Text under study section start

The government recorded higher excise tax collection from cigarettes in the first seven months of the year, with two Big Tobacco firms paying hefty levies that the state could use to keep the country’s healthcare system running amid the pandemic.
In a statement on Monday, the Department of Finance said the Bureau of Internal Revenue collected P83 billion in tobacco excise tax in January-July period, up 31% year-on-year.
Broken down, Philip Morris Fortune Tobacco Co. Inc. (PMFTC), which retained its 50.1% market share during the period, recorded the highest annual increase in seven-month excise tax payments to P42.04 billion, up 6.9%. Aside from its flagship Marlboro cigarettes, PMFTC produces and distributes Chesterfield, Fortune, and Hope brands.
PMFTC’s tax payments exceeded the amount settled by Japan Tobacco International (Philippines) Inc. (JTI), which paid P38.8 billion in excise taxes in the first seven month, up 73.1% on-year. JTI sells cigarette brands such as Camel, Winston and Mevius, and captured a 46.8% market share during the period.
The remaining P2.13 billion of the total excise tax collections from January to July was paid by other cigarette manufacturers, such as the Associated Anglo American Tobacco Corp. (AAATC) and Kenstand Philippines Inc. (KPI).
In terms of volume removals, which counts cigarettes that were released from tax-regulated warehouses to be sold to consumers, the DOF said a total of 777 million packs from JTI were slapped with excise levies in the first seven months, up 56% from a year ago.
Volume of removals of PMFTC, on the other hand, stood at 841 million packs from January to July, down 3.78% year-on-year. That translated to a decline of 33 million packs.
According to DOF, excise tax rates for both PMFTC and JTI increased by P5 per pack this year, in accordance to tax laws. In the case of JTI, the bigger volume of removals also contributed to its higher tax payments.
Excise taxes make up a crucial segment of government revenues, as collections from these products are among the sources of funds for a Universal Healthcare law that was enacted in 2019. The ambitious program was poised for a pilot run in 2020 until the coronavirus pandemic happened and drained the resources of Philippine Health Insurance Corp. (PhilHealth), the state health insurer tasked to implement the law.
Excise taxes on cigarettes and other tobacco products were increased thrice under the Duterte administration.
The first instance was under the Tax Reform for Acceleration and Inclusion (TRAIN) law in 2018.
This was followed by Republic Act 11346 or the Tobacco Tax Law of 2019, which hiked cigarette taxes to a uniform rate of P45 per pack starting last year; and RA 11467, which imposed another round of tax hikes on e-cigarettes, along with alcohol products, also starting in 2020.

Text under study section end

# Task requirements
According to the article on tobacco excise taxes, how much tobacco excise tax did the Bureau of Internal Revenue collect from January to July?

Data records section start

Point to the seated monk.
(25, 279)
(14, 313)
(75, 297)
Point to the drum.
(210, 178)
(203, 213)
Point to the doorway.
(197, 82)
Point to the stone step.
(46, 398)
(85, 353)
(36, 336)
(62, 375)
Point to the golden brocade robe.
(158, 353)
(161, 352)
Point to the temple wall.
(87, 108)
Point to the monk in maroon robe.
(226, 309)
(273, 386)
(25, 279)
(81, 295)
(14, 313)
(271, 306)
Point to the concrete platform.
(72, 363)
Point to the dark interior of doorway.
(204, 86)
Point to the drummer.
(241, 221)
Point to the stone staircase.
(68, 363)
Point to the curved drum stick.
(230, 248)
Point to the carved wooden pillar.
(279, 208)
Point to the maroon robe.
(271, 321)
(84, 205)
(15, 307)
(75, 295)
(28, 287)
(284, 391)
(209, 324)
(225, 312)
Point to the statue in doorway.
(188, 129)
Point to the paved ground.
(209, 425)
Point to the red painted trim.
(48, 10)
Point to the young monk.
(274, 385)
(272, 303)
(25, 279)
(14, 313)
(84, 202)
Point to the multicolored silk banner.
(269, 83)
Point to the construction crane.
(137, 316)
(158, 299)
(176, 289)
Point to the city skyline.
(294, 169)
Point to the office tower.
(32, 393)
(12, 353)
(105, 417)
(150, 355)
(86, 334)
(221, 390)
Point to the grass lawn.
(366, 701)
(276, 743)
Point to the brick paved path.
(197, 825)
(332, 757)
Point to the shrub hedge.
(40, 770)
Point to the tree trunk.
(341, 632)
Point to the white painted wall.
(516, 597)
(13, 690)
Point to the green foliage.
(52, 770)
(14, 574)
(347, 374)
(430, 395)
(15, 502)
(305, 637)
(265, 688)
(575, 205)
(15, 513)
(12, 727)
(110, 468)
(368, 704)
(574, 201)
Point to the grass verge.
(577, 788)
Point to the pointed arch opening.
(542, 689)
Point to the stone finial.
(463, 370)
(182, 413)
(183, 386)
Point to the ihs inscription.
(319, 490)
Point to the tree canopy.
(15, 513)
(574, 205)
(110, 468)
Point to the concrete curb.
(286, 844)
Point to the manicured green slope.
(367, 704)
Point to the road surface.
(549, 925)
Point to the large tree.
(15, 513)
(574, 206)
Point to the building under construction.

Data records section end

# The completed task
P83 billion.